#### [THE PROBLEM]
In full and without deviation, reproduce the records that follow.

******

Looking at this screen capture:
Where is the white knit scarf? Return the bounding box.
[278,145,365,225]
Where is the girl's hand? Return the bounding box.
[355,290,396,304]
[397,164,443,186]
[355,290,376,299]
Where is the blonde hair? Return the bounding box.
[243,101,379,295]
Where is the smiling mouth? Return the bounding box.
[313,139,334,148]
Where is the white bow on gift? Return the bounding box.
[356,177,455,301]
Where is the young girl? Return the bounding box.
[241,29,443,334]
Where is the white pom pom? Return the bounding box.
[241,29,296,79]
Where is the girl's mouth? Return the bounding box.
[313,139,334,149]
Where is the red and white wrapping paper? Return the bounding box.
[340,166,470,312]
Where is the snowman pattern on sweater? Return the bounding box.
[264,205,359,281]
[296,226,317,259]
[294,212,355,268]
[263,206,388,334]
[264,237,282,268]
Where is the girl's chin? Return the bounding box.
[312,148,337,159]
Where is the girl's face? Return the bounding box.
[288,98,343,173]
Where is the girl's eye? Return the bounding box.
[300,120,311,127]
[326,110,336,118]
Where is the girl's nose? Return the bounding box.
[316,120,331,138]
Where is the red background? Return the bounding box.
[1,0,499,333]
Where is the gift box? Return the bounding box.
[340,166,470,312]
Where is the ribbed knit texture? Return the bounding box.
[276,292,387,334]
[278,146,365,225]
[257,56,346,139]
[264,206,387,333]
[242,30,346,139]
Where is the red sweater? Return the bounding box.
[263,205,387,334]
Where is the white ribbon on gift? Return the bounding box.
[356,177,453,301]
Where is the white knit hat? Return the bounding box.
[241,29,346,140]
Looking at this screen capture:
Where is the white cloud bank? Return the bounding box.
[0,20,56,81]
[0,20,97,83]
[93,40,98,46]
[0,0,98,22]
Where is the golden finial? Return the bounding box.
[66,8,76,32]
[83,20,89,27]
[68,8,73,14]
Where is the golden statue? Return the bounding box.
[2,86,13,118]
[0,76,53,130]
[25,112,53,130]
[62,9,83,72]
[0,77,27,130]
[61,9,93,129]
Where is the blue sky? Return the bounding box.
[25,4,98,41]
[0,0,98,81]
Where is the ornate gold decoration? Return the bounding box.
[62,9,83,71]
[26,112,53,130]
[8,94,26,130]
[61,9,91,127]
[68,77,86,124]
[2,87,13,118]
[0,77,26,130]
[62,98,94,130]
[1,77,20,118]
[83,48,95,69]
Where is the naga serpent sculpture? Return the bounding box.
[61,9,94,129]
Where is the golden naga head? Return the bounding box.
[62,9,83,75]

******

#### [ANSWER SECTION]
Looking at this screen capture:
Where is the white knit scarf? Return the bounding box.
[278,145,365,225]
Where is the girl's hand? Return the bounding box.
[355,290,396,304]
[397,164,443,186]
[355,290,376,299]
Where is the blonde hair? Return the bounding box.
[243,101,379,295]
Where is the smiling mouth? Return the bounding box.
[313,139,334,148]
Where is the white bow on gift? Return the bounding box.
[356,177,455,301]
Where is the young girl? Return the bounding box.
[241,29,443,334]
Where is the white pom pom? Return the bounding box.
[241,29,296,79]
Where is the girl's mouth? Return the bounding box.
[313,139,334,149]
Where is the red and white wrapping paper? Return the bounding box.
[340,166,470,312]
Where is the snowman pattern on sweater? Return the bounding box.
[264,205,359,281]
[296,226,317,259]
[294,212,355,268]
[263,206,388,334]
[264,237,282,268]
Where is the girl's chin? Return the bounding box.
[312,148,337,159]
Where is the girl's face? Return the bounding box.
[288,98,343,173]
Where is the girl's eye? Return the bounding box.
[300,120,311,127]
[326,110,336,118]
Where is the girl's nose? Return the bounding box.
[316,120,331,138]
Where is the red background? Return the bounding box.
[1,0,499,333]
Where is the gift box? Return the bounding box.
[340,166,470,312]
Where is the ribbed knit texture? Return the bounding box.
[276,292,387,334]
[278,146,365,225]
[257,56,346,139]
[264,206,387,333]
[242,30,346,139]
Where is the red sweater? Return the bounding box.
[263,205,387,334]
Where is the white ribbon on gift? Return the bounding box.
[356,177,453,301]
Where is the white knit hat? Return the bounding box.
[241,29,346,140]
Looking at this screen capture:
Where is the white cloud bank? Return the bounding box.
[0,20,56,81]
[0,20,97,83]
[93,40,98,46]
[0,0,98,22]
Where is the golden finial? Return the bounding box.
[66,8,76,32]
[83,20,89,27]
[68,8,73,14]
Where is the golden statue? Return the bounding box.
[2,86,13,118]
[0,76,53,130]
[25,112,53,130]
[62,9,83,72]
[0,77,27,130]
[61,9,93,129]
Where is the blue sky? Return the bounding box.
[25,4,98,41]
[0,0,98,81]
Where is the ornate gold decoration? Return the bounding box.
[62,9,83,71]
[26,112,53,130]
[8,94,26,130]
[61,9,91,127]
[68,77,86,124]
[2,87,13,118]
[0,77,26,130]
[62,98,94,130]
[1,77,20,118]
[83,48,95,69]
Where is the naga serpent sculpture? Return the bounding box.
[61,9,94,129]
Where is the golden naga head? Return the bounding box.
[62,9,83,75]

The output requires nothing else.